### TASK INPUTS
++++

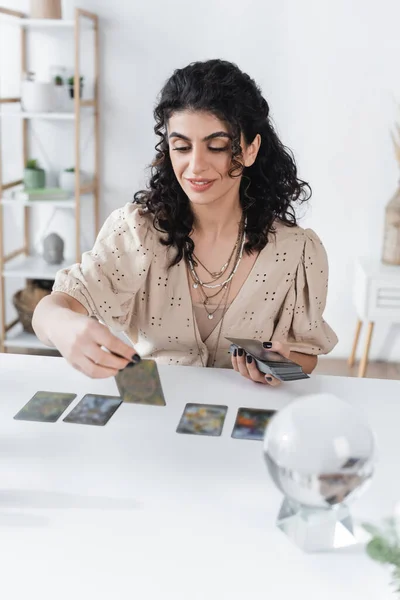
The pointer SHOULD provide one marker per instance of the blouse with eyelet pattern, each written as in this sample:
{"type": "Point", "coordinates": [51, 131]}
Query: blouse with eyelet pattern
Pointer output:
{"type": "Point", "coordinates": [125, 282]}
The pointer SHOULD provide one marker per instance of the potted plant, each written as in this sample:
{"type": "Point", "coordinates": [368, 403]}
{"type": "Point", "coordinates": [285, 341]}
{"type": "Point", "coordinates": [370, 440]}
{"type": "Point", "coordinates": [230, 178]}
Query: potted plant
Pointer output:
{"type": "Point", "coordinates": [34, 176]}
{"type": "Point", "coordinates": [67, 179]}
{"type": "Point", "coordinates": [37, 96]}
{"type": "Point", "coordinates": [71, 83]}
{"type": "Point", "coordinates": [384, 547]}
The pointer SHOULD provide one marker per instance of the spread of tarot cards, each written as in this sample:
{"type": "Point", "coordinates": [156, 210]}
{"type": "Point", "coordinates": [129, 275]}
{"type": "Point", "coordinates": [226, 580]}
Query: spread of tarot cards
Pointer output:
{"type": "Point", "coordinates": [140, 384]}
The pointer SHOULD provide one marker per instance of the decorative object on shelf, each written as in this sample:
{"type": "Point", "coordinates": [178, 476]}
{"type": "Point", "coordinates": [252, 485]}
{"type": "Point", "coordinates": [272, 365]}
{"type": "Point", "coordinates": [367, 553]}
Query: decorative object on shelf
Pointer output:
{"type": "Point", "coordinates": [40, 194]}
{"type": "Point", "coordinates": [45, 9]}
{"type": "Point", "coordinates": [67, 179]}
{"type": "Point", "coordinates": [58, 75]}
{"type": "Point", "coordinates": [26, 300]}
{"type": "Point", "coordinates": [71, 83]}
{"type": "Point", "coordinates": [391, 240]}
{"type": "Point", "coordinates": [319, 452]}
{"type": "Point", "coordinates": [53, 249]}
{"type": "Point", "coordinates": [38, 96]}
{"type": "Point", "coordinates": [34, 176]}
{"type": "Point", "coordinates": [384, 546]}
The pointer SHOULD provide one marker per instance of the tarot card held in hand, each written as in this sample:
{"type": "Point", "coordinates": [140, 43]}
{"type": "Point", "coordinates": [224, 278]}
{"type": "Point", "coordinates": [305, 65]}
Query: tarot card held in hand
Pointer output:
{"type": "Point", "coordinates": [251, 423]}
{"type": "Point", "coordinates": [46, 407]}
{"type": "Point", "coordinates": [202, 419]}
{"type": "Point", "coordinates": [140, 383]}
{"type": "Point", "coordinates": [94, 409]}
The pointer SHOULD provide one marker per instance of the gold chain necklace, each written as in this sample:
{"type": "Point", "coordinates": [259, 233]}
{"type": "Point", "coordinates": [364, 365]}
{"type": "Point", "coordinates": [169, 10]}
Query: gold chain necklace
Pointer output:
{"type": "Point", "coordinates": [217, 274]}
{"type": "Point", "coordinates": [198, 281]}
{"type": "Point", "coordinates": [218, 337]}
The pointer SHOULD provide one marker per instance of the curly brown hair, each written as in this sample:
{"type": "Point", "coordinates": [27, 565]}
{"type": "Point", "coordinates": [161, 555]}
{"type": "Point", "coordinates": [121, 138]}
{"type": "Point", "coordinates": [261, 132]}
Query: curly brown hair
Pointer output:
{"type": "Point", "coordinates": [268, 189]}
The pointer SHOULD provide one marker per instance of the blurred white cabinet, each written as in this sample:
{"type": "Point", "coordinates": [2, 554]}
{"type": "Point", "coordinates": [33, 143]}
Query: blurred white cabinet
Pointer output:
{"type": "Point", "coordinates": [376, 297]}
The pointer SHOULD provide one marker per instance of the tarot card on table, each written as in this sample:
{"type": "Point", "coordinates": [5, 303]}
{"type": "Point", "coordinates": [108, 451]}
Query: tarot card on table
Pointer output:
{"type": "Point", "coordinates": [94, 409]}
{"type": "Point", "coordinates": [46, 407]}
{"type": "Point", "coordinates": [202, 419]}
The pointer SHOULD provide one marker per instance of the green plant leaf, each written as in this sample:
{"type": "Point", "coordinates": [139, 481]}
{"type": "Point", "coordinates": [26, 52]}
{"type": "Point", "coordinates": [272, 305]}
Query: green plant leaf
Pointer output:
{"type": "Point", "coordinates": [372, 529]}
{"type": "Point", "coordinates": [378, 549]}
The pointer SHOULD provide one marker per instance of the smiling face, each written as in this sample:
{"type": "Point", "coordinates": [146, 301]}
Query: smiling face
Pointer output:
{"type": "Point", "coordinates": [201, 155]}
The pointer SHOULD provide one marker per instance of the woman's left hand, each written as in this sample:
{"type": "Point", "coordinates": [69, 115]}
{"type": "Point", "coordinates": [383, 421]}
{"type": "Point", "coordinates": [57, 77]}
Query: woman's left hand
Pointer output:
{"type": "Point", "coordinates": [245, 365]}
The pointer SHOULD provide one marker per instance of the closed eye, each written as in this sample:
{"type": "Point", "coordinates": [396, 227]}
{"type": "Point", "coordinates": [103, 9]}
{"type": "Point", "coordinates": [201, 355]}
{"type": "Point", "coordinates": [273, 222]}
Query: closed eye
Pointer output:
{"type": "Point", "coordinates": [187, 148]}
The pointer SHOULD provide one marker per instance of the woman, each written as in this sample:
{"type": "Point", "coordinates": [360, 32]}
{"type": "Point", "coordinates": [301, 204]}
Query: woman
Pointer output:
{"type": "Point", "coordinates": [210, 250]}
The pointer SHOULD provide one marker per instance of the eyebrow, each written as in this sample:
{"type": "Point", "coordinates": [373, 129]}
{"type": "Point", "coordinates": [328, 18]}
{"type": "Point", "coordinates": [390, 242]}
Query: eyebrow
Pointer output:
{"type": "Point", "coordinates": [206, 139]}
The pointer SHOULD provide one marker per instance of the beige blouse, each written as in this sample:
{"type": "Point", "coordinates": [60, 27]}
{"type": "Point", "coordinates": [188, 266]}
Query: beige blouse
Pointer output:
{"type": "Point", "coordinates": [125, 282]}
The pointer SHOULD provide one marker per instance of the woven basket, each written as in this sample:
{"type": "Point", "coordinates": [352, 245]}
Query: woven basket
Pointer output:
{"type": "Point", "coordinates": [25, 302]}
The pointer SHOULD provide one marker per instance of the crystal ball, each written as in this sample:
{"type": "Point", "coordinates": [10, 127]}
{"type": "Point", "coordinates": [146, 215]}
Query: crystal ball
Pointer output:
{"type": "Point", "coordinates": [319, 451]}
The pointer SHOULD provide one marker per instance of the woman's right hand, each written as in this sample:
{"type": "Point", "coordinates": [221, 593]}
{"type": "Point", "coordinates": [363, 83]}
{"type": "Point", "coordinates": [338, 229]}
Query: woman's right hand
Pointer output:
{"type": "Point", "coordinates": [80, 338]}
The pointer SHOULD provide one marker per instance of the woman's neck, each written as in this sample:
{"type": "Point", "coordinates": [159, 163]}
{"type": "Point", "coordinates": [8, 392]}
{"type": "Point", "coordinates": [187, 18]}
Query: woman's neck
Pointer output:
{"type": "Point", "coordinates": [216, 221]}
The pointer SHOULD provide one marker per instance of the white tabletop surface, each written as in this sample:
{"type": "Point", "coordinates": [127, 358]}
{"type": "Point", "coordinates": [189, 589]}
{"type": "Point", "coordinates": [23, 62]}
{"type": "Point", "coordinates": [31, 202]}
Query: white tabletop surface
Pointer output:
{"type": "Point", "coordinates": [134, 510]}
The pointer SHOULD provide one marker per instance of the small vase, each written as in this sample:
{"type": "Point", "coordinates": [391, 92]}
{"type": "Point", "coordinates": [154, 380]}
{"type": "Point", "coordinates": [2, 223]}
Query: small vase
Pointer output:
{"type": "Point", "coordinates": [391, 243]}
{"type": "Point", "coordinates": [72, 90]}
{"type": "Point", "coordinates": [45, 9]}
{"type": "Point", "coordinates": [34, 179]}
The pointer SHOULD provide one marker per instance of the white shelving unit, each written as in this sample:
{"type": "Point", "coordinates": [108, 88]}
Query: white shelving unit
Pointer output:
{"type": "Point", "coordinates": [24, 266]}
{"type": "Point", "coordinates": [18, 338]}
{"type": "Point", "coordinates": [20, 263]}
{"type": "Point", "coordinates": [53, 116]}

++++

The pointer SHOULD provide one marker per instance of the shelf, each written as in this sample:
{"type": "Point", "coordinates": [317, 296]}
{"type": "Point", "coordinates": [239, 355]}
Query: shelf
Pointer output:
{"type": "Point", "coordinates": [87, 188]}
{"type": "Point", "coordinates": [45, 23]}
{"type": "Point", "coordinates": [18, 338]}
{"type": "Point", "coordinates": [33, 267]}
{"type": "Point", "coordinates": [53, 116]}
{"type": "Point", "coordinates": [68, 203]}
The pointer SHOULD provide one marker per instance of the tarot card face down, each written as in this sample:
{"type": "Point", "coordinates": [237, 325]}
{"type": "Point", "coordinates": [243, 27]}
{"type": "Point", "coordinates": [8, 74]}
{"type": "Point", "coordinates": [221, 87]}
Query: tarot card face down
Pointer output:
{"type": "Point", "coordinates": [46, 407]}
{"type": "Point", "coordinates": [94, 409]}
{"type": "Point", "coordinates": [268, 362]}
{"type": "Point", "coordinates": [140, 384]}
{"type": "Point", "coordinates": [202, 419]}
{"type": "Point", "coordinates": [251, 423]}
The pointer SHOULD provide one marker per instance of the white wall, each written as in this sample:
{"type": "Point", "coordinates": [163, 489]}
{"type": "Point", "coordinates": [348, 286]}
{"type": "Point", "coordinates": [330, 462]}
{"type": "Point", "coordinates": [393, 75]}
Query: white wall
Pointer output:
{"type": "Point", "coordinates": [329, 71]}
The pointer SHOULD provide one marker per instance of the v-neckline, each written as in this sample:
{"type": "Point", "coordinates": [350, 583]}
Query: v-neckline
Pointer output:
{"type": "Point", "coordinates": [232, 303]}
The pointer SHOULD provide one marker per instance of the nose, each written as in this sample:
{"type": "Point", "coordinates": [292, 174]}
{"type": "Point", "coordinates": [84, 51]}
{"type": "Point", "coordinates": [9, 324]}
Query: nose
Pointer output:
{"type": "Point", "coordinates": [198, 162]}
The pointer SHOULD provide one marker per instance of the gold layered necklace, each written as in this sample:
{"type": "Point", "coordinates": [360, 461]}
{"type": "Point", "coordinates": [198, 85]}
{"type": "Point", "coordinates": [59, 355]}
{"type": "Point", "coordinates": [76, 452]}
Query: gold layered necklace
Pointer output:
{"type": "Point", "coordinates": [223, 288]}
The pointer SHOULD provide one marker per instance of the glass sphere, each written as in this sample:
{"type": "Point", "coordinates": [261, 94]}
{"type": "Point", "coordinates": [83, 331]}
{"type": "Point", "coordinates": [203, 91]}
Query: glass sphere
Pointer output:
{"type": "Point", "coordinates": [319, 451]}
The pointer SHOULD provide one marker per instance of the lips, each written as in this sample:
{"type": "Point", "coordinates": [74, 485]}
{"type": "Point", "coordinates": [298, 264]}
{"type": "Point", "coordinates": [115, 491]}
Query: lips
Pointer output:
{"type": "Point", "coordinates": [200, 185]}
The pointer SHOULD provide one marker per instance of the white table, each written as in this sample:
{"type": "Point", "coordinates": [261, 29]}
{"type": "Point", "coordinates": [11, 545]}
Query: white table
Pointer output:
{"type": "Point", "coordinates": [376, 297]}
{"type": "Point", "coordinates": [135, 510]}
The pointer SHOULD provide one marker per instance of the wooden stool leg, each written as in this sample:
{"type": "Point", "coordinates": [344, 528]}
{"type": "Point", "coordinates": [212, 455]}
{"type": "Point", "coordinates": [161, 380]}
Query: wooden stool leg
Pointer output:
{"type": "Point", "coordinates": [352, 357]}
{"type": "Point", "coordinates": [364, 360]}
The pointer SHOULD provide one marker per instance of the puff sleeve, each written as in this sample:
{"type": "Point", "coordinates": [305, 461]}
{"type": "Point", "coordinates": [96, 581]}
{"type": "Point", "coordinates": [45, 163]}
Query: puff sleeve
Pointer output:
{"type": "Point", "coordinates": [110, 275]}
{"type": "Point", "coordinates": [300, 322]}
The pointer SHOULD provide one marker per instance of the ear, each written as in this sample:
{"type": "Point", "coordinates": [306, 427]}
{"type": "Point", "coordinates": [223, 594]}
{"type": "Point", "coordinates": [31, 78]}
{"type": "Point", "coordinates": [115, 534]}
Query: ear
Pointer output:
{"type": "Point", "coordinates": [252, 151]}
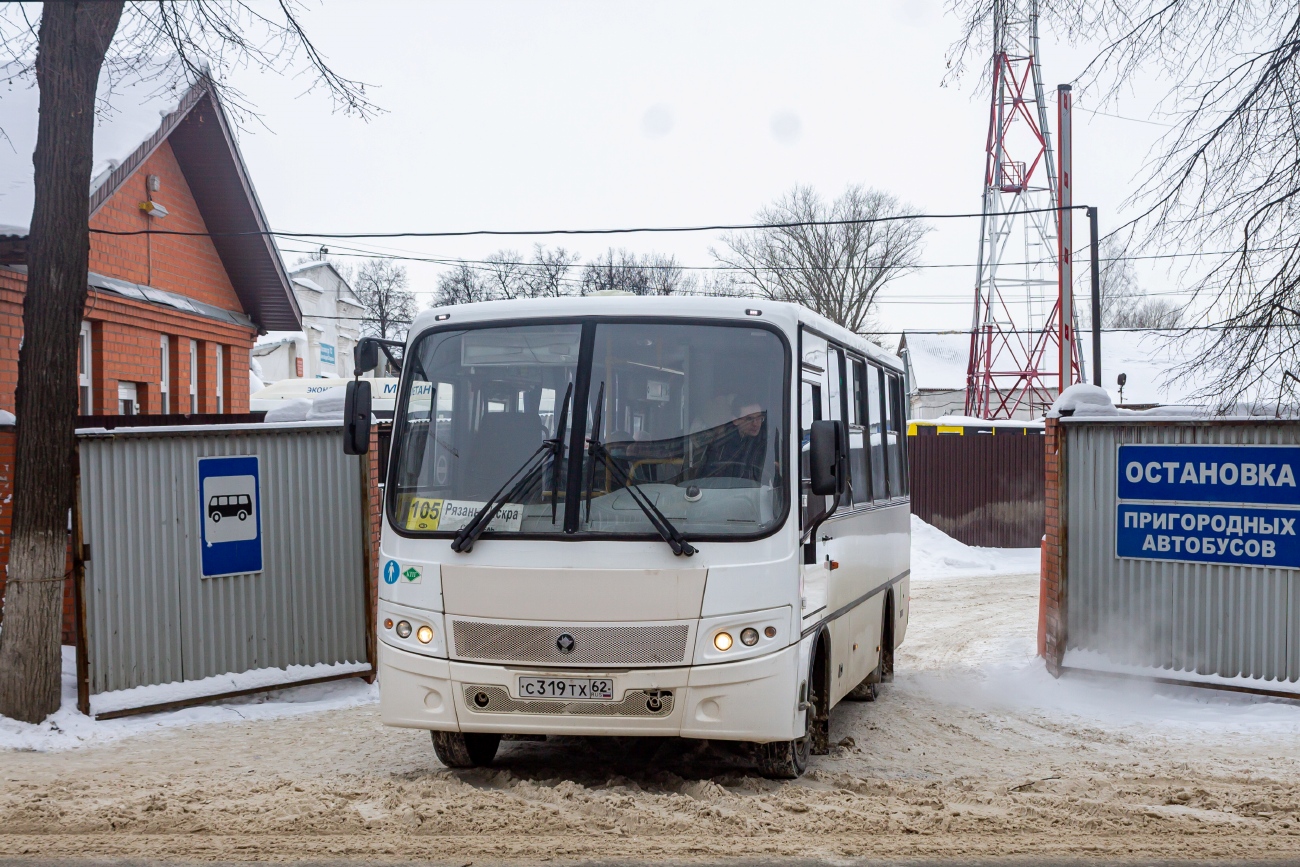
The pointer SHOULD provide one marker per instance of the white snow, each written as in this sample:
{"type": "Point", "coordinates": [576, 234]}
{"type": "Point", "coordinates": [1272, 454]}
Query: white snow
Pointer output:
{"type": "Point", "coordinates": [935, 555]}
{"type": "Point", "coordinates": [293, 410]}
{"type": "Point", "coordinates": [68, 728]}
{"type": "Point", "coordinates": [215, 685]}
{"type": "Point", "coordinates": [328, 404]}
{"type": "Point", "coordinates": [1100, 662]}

++++

### WORK TO BE COMPLETED
Report every line of the material above that contains the string "leaf", copying each such line in full.

### RESPONSE TO THIS EXERCISE
The pointer SHOULD provide one marker per instance of the green plant leaf, each written as in this sample:
Query: green plant leaf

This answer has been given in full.